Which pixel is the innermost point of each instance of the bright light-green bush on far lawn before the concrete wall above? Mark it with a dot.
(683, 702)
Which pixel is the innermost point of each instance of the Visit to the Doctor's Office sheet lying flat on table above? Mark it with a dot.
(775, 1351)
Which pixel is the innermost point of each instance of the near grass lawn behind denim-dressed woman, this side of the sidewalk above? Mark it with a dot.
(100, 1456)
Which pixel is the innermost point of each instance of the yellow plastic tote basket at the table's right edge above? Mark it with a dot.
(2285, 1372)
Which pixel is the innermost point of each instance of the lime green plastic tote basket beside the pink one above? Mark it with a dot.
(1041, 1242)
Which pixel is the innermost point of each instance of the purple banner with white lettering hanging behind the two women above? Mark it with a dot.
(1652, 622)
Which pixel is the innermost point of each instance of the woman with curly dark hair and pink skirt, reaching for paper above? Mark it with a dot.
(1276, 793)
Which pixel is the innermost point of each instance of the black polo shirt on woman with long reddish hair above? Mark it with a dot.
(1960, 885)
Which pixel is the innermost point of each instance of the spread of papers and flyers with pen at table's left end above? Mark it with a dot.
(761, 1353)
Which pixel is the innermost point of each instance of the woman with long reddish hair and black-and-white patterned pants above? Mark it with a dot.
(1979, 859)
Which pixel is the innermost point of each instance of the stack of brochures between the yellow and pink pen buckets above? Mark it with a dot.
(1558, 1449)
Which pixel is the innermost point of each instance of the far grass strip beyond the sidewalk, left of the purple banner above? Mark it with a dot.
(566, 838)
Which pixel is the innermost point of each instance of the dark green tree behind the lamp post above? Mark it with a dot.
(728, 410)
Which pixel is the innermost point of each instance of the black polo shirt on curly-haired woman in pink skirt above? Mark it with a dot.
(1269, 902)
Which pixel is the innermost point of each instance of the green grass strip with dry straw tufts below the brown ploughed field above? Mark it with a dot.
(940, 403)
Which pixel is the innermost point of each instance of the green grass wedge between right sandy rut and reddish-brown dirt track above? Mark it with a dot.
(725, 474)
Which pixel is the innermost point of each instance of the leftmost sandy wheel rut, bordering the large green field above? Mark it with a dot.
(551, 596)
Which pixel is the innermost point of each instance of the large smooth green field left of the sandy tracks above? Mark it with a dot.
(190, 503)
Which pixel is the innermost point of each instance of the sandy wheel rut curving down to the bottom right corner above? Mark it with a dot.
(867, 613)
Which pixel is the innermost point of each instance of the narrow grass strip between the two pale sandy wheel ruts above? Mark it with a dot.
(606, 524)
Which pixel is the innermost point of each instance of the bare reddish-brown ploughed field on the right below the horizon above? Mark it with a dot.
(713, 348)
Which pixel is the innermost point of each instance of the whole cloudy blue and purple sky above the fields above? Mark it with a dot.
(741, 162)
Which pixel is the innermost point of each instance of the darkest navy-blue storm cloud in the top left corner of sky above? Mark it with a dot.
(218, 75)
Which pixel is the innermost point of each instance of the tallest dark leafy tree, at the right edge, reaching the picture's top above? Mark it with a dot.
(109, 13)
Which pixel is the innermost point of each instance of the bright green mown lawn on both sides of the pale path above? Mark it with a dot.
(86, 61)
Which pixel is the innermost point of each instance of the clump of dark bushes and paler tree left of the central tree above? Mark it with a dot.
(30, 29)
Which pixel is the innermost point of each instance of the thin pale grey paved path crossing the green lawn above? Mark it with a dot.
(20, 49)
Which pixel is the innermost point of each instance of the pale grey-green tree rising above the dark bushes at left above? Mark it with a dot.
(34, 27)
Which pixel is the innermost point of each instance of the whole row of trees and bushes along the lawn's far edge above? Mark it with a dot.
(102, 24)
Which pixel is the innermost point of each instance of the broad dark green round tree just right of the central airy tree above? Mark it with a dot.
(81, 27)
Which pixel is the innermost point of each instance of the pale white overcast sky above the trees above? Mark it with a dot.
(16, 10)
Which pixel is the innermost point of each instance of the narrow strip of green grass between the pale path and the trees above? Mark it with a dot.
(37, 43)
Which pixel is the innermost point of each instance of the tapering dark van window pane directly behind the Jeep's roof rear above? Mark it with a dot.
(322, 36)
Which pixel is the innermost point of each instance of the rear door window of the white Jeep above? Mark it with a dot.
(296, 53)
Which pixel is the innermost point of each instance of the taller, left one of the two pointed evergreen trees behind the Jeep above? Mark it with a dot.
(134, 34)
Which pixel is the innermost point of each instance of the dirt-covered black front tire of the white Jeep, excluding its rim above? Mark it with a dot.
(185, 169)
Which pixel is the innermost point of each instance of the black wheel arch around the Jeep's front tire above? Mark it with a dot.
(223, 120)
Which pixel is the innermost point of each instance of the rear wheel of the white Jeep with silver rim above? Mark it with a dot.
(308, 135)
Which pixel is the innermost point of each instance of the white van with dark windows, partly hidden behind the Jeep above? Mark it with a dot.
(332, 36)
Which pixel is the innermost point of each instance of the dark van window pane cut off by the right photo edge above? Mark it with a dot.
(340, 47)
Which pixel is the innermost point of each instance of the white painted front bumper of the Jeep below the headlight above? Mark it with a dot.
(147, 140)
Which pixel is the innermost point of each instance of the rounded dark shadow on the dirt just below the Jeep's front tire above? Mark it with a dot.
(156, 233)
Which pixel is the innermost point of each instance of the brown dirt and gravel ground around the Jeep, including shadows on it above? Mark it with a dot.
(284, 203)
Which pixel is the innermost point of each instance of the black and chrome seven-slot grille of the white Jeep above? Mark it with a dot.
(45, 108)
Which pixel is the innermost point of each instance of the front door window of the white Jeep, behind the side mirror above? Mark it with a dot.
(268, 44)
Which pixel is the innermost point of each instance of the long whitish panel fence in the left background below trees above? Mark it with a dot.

■ What is being asked
The full listing has to be duplicated exactly.

■ Result for this task
Which pixel is the innermost point of each instance of the bright light-green bush on far lawn before the concrete wall above? Mark it with a dot.
(683, 702)
Which pixel is the innermost point of each instance of the Visit to the Doctor's Office sheet lying flat on table above? Mark it with a dot.
(775, 1351)
Which pixel is the innermost point of each instance of the near grass lawn behind denim-dressed woman, this side of the sidewalk above? Mark it with a dot.
(100, 1456)
Which pixel is the innermost point of each instance of the yellow plastic tote basket at the table's right edge above? Mark it with a dot.
(2285, 1372)
Which pixel is the innermost point of each instance of the lime green plastic tote basket beside the pink one above? Mark it with a dot.
(1041, 1242)
Which pixel is the innermost point of each instance of the purple banner with white lettering hanging behind the two women above? Mark it with a dot.
(1652, 622)
Which pixel is the innermost point of each instance of the woman with curly dark hair and pink skirt, reaching for paper above? Mark it with a dot.
(1276, 793)
Which pixel is the innermost point of each instance of the black polo shirt on woman with long reddish hair above? Mark it with a dot.
(1960, 885)
Which pixel is the innermost point of each instance of the spread of papers and flyers with pen at table's left end above? Mark it with a dot.
(761, 1353)
Which pixel is the innermost point of each instance of the woman with long reddish hair and black-and-white patterned pants above? Mark it with a dot.
(1979, 859)
Which pixel is the innermost point of each instance of the stack of brochures between the yellow and pink pen buckets above? Mark it with a dot.
(1558, 1449)
Which pixel is the innermost point of each instance of the far grass strip beyond the sidewalk, left of the purple banner above? Mark it with a dot.
(566, 838)
Which pixel is the innermost point of each instance of the dark green tree behind the lamp post above? Mark it with a dot.
(728, 410)
Which pixel is the innermost point of each instance of the black polo shirt on curly-haired woman in pink skirt above? Mark it with a dot.
(1269, 902)
Which pixel is the innermost point of each instance of the green grass strip with dry straw tufts below the brown ploughed field above? Mark it with a dot.
(940, 403)
Which pixel is the innermost point of each instance of the green grass wedge between right sandy rut and reddish-brown dirt track above? Mark it with a dot.
(725, 474)
Which pixel is the innermost point of each instance of the leftmost sandy wheel rut, bordering the large green field above? Mark it with a dot.
(551, 596)
Which pixel is the innermost point of each instance of the large smooth green field left of the sandy tracks above? Mark it with a dot.
(190, 503)
Which pixel is the innermost point of each instance of the sandy wheel rut curving down to the bottom right corner above? Mark it with a dot.
(867, 613)
Which pixel is the innermost point of each instance of the narrow grass strip between the two pale sandy wheel ruts above? Mark it with a dot.
(606, 524)
Which pixel is the innermost point of each instance of the bare reddish-brown ploughed field on the right below the horizon above? Mark it with a dot.
(713, 348)
Which pixel is the innermost point of each instance of the whole cloudy blue and purple sky above the fields above? Mark it with a dot.
(741, 162)
Which pixel is the innermost point of each instance of the darkest navy-blue storm cloud in the top left corner of sky above? Mark it with a dot.
(218, 75)
Which pixel is the innermost point of each instance of the tallest dark leafy tree, at the right edge, reaching the picture's top above? Mark it with a dot.
(109, 13)
Which pixel is the innermost point of each instance of the bright green mown lawn on both sides of the pale path above? Mark it with a dot.
(86, 61)
Which pixel is the innermost point of each instance of the clump of dark bushes and paler tree left of the central tree above? Mark it with a dot.
(30, 29)
Which pixel is the innermost point of each instance of the thin pale grey paved path crossing the green lawn above? Mark it with a dot.
(20, 49)
Which pixel is the innermost point of each instance of the pale grey-green tree rising above the dark bushes at left above? Mark it with a dot.
(34, 27)
Which pixel is the innermost point of each instance of the whole row of trees and bushes along the lawn's far edge above? Mark it with a dot.
(102, 24)
Which pixel is the innermost point of each instance of the broad dark green round tree just right of the central airy tree above? Mark it with a dot.
(81, 27)
Which pixel is the innermost point of each instance of the pale white overcast sky above the trees above? Mark it with a dot.
(16, 10)
Which pixel is the innermost point of each instance of the narrow strip of green grass between the pale path and the trees above? Mark it with a dot.
(37, 43)
Which pixel is the innermost point of each instance of the tapering dark van window pane directly behind the Jeep's roof rear above? Mark it with a dot.
(322, 36)
Which pixel is the innermost point of each instance of the rear door window of the white Jeep above? Mark it with a dot.
(296, 53)
Which pixel is the innermost point of each instance of the taller, left one of the two pointed evergreen trees behind the Jeep above? Mark it with a dot.
(134, 34)
Which pixel is the innermost point of each instance of the dirt-covered black front tire of the white Jeep, excluding its rim above? Mark it with a dot.
(185, 169)
Which pixel is the innermost point of each instance of the black wheel arch around the Jeep's front tire above? Mark it with a dot.
(223, 120)
Which pixel is the innermost point of each instance of the rear wheel of the white Jeep with silver rim above? Mark it with a dot.
(308, 135)
Which pixel is the innermost point of each instance of the white van with dark windows, partly hidden behind the Jeep above? Mark it with a dot.
(332, 36)
Which pixel is the innermost point of each instance of the dark van window pane cut off by the right photo edge above? Mark it with a dot.
(340, 47)
Which pixel is the innermost point of each instance of the white painted front bumper of the Jeep below the headlight above? Mark it with a dot.
(147, 140)
Which pixel is the innermost point of each instance of the rounded dark shadow on the dirt just below the Jeep's front tire above? Mark it with a dot.
(156, 233)
Which pixel is the innermost point of each instance of the brown dirt and gravel ground around the Jeep, including shadows on it above? Mark it with a dot.
(284, 203)
Which pixel is the innermost point of each instance of the black and chrome seven-slot grille of the white Jeep above? Mark it with a dot.
(45, 108)
Which pixel is the innermost point of each instance of the front door window of the white Jeep, behind the side mirror above? Mark it with a dot.
(268, 44)
Which pixel is the innermost point of each instance of the long whitish panel fence in the left background below trees above? Mark it with a dot.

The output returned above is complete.